[Excerpts from a dataset on pointing at objects]
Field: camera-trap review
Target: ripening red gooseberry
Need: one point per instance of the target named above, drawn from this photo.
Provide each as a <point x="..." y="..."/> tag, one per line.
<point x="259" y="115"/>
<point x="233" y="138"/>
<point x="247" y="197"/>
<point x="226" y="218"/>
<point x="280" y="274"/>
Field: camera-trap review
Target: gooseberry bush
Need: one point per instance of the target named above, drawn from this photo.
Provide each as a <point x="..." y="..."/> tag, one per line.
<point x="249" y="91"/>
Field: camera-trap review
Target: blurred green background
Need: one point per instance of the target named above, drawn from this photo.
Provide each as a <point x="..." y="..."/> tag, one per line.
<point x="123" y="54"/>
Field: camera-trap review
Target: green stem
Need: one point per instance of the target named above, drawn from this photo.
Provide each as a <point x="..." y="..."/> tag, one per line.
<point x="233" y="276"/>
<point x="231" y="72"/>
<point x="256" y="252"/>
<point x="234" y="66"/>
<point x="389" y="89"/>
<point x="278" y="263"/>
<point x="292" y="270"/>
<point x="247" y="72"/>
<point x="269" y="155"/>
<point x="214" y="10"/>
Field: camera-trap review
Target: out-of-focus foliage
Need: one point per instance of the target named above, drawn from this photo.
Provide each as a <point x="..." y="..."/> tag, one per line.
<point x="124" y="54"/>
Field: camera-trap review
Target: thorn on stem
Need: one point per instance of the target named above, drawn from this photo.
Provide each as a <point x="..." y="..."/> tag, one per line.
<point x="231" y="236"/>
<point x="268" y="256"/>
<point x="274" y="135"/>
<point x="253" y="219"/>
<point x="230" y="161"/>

==

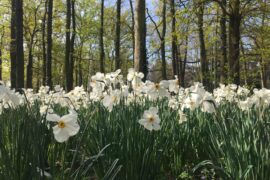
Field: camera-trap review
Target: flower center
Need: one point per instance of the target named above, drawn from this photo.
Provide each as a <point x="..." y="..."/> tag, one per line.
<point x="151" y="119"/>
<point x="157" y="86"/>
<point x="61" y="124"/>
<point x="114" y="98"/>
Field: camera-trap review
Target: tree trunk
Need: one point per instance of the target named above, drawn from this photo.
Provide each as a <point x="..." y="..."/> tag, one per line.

*Task*
Locate each line in the entries above that contains the word "green" and copy those lines. Treat uppercase and lowercase as different.

*Solution for this problem*
Target: blurred green background
Target: green stem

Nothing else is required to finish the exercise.